| Material for the task |
=====
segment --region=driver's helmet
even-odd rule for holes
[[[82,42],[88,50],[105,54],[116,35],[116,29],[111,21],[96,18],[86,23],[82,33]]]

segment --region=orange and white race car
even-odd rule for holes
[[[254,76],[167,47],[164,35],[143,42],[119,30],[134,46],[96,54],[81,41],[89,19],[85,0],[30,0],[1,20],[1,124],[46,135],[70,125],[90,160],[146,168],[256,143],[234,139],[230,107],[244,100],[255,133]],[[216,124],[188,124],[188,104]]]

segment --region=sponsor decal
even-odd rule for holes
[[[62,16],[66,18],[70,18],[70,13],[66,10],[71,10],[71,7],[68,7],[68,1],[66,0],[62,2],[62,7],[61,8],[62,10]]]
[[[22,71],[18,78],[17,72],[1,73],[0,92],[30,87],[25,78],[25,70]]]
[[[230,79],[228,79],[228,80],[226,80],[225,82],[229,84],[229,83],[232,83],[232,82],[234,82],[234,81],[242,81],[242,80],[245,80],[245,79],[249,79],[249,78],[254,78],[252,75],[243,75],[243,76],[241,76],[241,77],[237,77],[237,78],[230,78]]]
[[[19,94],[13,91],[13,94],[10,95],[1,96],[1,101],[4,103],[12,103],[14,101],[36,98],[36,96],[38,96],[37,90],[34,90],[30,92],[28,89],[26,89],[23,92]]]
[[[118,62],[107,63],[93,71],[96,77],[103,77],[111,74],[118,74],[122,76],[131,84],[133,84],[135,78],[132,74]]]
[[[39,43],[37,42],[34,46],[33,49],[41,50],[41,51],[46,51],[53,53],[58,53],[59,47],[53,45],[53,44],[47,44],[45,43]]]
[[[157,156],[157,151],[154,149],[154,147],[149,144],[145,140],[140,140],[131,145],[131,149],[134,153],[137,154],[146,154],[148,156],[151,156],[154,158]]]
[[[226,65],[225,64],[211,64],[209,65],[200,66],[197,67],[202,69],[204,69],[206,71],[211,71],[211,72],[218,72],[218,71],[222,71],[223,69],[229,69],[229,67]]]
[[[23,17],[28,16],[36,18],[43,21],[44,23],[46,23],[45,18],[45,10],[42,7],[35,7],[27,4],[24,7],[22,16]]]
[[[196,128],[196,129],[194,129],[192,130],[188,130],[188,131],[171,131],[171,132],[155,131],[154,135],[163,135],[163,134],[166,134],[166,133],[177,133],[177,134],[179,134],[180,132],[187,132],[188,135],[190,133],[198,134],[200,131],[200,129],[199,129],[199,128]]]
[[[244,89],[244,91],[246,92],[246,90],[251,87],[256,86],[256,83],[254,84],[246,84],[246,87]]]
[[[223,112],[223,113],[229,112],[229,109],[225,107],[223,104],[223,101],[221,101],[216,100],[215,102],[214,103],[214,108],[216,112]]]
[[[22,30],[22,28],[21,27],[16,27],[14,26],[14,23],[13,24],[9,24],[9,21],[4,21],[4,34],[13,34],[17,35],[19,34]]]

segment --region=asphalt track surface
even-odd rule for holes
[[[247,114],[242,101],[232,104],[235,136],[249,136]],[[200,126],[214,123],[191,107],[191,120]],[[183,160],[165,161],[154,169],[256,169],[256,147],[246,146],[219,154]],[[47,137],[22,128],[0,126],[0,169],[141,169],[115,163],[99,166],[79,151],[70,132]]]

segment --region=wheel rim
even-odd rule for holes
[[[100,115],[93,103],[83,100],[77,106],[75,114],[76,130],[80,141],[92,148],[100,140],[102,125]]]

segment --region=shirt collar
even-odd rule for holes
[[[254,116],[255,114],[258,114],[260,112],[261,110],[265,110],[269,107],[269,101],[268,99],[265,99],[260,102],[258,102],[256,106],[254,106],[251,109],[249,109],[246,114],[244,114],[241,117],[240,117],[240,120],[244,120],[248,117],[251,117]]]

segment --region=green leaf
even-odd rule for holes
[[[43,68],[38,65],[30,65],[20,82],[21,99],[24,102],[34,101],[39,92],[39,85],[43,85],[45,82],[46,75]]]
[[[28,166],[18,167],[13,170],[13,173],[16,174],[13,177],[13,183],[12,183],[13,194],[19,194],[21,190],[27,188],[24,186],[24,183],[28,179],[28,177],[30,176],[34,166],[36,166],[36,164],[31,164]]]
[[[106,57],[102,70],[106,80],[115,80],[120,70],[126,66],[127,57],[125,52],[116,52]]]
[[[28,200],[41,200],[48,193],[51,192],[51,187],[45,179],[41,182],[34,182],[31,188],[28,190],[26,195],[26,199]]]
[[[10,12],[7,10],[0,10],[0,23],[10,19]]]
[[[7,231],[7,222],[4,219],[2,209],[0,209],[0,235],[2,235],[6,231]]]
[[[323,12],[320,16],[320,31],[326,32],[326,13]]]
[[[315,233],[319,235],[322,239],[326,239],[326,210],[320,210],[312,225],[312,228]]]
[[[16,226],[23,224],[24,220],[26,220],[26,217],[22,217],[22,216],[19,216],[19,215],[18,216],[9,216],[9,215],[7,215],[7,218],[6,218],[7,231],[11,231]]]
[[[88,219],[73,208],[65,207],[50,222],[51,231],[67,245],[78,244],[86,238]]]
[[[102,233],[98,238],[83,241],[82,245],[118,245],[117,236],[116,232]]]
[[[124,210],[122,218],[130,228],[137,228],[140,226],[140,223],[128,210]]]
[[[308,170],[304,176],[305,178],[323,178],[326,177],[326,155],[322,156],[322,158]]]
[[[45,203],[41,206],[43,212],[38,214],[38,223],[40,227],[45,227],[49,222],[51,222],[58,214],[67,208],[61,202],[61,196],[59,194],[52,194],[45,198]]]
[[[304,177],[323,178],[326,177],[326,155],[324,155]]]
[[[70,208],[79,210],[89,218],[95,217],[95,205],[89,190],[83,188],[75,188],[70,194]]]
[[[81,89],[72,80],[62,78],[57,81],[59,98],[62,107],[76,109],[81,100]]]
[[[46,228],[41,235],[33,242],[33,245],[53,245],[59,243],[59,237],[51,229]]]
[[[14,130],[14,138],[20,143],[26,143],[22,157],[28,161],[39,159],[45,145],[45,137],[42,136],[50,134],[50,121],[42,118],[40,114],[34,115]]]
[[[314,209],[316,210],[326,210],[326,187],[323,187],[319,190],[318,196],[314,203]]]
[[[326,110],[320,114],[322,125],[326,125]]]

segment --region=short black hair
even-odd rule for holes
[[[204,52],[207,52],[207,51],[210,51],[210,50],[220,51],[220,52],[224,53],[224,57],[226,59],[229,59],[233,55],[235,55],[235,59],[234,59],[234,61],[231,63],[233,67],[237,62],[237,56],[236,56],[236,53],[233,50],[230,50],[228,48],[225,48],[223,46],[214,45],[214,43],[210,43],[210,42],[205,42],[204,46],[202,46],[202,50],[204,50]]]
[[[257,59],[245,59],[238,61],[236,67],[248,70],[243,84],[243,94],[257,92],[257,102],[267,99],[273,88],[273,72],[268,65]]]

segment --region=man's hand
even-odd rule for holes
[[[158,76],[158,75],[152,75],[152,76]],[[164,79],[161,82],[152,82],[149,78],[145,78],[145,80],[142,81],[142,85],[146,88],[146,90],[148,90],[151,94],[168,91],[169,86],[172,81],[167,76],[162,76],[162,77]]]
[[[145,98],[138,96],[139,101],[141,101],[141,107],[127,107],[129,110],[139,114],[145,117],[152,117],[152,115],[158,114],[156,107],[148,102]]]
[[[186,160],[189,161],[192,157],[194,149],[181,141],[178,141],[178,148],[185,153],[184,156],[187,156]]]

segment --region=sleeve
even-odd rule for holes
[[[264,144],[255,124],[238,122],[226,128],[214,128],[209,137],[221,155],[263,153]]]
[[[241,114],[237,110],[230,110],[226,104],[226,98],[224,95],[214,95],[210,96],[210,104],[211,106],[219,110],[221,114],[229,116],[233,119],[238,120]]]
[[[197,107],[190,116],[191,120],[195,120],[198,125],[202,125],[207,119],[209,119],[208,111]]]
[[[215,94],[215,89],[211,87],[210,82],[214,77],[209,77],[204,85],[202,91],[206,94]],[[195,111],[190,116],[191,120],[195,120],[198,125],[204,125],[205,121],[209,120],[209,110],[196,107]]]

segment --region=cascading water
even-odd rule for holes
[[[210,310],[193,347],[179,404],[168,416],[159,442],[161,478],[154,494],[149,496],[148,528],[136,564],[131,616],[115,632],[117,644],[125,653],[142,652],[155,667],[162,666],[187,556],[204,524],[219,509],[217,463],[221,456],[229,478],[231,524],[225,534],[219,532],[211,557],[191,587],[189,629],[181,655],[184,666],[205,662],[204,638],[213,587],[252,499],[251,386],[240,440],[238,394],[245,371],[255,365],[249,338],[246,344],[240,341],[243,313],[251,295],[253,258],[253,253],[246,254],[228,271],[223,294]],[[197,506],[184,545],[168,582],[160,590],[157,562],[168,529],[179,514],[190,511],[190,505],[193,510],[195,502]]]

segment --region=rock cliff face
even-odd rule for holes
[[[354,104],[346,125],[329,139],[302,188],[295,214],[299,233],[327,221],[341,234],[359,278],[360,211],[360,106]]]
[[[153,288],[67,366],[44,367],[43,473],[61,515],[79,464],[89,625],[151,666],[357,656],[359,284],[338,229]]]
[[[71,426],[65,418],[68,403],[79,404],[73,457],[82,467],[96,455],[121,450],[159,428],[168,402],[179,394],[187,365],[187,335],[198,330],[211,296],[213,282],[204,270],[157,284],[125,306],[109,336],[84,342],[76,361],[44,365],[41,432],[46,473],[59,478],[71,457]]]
=====
| Work to be completed |
Tally the lines in the items above that contain the string "segment", matching case exactly. Reply with the number alone.

| Written response |
12